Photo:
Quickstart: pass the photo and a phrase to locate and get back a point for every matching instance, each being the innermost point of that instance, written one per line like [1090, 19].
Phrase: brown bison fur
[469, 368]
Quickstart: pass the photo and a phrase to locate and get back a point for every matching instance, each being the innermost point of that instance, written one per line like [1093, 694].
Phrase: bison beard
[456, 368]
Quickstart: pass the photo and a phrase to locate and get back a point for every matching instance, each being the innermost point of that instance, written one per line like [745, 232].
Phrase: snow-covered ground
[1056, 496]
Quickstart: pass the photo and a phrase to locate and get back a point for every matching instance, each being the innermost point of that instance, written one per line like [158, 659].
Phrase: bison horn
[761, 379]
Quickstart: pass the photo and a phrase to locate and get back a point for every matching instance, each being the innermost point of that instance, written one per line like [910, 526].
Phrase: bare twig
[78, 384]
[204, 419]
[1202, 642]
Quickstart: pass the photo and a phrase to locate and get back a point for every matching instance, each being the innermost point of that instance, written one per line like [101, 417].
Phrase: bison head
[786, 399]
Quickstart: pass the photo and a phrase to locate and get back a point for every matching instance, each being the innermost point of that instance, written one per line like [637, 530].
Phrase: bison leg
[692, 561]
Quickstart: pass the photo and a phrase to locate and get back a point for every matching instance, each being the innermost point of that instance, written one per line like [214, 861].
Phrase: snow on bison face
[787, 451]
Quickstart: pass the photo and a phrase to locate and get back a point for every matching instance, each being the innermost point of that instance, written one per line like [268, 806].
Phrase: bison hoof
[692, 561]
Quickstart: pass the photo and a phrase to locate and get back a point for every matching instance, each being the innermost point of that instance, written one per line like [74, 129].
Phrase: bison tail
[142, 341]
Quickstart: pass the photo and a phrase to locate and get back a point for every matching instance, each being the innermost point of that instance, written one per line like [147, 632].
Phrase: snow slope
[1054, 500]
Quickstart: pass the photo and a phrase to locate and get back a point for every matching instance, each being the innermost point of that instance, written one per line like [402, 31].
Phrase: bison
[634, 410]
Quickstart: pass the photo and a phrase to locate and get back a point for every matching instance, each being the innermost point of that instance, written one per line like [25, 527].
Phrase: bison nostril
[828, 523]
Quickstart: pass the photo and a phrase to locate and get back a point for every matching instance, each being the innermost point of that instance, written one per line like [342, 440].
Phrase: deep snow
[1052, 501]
☆ ☆ ☆
PROBLEM DETAILS
Extract the entries above verbatim.

CORRECT OUTPUT
Photo:
Quickstart: pass the photo and a phrase to locate and get back a point for every matching instance, each being the innermost point of that instance, written one per line like [1090, 19].
Phrase: brown bison fur
[469, 368]
Quickstart: pass the photo and a phrase to locate and get back a point for every matching instance, each being the innermost point of that instance, written one per line like [1093, 694].
Phrase: bison beard
[456, 368]
Quickstart: pass the photo and a phrase to locate and get back a point for every matching instance, each being the innermost point of that instance, written one per line like [745, 232].
Phrase: snow-covered ground
[1056, 496]
Quickstart: pass the photo and a phrase to locate and get back a point for every matching instance, each being the innermost point of that instance, written one per line like [158, 659].
Phrase: bison horn
[761, 379]
Quickstart: pass the photo and a phrase to locate and get back a point for every matching instance, each being the innermost point of that instance, written one per line like [910, 526].
Phrase: bare twig
[78, 384]
[204, 419]
[1202, 642]
Quickstart: pass the photo and a phrase to locate and get back a point for every matching instance, each being the innermost point of that instance, written one per line like [101, 417].
Phrase: bison head
[786, 399]
Quickstart: pass the photo and a phrase to locate and get back a point for every matching instance, each being the innermost point of that instance, written one per line like [637, 530].
Phrase: bison leg
[692, 561]
Quickstart: pass the photo and a phrase to locate and get back a point for every matching instance, each being the innermost point of that instance, written one per line like [214, 861].
Phrase: snow on bison face
[787, 451]
Quickstart: pass the photo and a phrase to locate and get back a point for every matching instance, each being the innermost point of that instance, written one per line like [268, 806].
Phrase: bison hoof
[692, 561]
Quickstart: pass the photo and a phrase to locate and get back a point for every matching instance, each being the innermost point of that instance, written one per line like [74, 129].
Phrase: bison tail
[142, 341]
Quickstart: pass the photo and a phrase to locate and get back a point for every matching instance, each being the innermost point of that instance, written one per line like [147, 632].
Phrase: snow slope
[1054, 500]
Quickstart: pass the photo and a phrase to locate and get back a point for every matching instance, each being the innermost point of that instance, written one per line like [402, 31].
Phrase: bison
[634, 410]
Quickstart: pass the photo and a phrase to locate and get back a point for every matching instance, each being the innermost point of that instance, written one per line like [25, 527].
Phrase: bison nostril
[828, 523]
Quickstart: pass the photo and a phrase to locate and get back a point for every matching instance, each being the innermost point of that instance, written one per line like [342, 440].
Phrase: deep snow
[1052, 501]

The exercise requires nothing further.